*** Opening of Recorded data ***

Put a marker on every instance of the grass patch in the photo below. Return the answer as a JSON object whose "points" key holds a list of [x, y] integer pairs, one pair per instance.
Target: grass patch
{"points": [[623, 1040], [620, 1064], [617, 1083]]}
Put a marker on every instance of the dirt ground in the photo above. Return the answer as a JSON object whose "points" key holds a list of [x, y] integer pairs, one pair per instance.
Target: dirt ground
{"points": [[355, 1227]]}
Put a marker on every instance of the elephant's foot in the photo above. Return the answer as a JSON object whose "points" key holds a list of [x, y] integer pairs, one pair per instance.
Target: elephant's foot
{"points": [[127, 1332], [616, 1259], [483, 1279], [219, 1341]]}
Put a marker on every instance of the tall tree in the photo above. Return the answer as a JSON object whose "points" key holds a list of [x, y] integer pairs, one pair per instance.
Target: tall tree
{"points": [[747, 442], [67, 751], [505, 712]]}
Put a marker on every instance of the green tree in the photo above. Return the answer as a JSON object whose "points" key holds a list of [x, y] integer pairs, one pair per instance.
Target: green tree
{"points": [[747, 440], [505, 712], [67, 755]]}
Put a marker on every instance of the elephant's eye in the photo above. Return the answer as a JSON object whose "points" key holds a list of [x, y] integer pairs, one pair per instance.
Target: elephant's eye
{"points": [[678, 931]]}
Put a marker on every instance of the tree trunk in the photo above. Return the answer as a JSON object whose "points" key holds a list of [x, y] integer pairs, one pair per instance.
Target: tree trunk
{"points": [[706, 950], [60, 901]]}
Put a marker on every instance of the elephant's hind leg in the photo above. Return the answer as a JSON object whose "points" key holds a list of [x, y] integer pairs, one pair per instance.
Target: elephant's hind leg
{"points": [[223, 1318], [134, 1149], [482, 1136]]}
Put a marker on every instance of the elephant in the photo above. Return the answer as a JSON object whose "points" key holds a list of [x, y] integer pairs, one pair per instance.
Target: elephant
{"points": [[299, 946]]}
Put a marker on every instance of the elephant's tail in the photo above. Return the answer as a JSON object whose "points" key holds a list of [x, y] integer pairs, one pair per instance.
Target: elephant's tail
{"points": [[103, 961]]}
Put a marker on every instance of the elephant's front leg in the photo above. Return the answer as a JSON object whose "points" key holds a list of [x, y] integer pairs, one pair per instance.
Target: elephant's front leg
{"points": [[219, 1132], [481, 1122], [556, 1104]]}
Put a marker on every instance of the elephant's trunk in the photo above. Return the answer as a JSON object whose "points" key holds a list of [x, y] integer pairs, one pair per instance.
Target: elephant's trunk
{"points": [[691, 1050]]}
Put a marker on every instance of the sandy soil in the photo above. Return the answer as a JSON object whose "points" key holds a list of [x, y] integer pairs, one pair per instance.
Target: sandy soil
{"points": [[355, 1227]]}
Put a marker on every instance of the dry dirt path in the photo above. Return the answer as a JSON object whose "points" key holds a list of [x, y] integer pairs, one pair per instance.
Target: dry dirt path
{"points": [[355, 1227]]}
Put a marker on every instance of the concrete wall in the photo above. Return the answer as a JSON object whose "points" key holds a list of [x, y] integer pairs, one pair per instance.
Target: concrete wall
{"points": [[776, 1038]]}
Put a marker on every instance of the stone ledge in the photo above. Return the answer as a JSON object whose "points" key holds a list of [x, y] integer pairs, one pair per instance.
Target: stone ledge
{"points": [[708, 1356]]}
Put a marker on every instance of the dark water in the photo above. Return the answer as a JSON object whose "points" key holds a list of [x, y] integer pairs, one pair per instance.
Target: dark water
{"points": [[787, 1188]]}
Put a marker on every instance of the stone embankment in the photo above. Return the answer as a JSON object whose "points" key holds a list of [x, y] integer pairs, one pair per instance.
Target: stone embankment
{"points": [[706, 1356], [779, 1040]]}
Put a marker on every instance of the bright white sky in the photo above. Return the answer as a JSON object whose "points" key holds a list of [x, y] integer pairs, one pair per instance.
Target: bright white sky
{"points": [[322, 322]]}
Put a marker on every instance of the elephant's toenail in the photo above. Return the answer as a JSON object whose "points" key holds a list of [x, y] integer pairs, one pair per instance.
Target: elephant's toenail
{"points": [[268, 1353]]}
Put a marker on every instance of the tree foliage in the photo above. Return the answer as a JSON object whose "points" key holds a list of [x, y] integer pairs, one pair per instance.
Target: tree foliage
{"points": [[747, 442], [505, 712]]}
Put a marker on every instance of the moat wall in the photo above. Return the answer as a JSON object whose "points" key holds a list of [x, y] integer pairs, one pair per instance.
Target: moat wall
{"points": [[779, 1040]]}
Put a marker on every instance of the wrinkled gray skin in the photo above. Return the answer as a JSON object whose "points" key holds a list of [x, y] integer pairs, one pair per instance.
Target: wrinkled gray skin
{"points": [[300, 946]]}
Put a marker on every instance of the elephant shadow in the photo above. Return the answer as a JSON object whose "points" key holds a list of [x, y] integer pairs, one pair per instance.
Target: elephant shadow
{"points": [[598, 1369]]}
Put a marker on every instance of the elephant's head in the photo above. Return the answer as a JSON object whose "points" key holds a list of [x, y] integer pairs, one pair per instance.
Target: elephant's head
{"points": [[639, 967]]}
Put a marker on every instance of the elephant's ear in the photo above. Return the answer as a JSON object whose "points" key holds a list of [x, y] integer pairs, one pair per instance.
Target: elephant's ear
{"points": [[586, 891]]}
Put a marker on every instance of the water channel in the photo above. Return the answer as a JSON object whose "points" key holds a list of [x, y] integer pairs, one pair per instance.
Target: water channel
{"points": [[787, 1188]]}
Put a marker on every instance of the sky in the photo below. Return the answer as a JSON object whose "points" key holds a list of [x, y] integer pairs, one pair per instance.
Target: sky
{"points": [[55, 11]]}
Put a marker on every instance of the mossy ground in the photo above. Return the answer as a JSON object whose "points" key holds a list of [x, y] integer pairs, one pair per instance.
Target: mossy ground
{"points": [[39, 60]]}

*** Close of Recorded data ***

## Your task
Lines containing the word "below" must be found in the data above and copied.

## Solution to the exercise
Put a marker on every instance of the grass patch in the photo below. Return the answer as a JSON object whose "points" key holds a list of [x, y] integer pairs, one pair per instance.
Put a marker on every instance of the sky in the photo below. Return the answer as a JSON object whose "points" key holds a list of [x, y] integer pairs, one pair per instance.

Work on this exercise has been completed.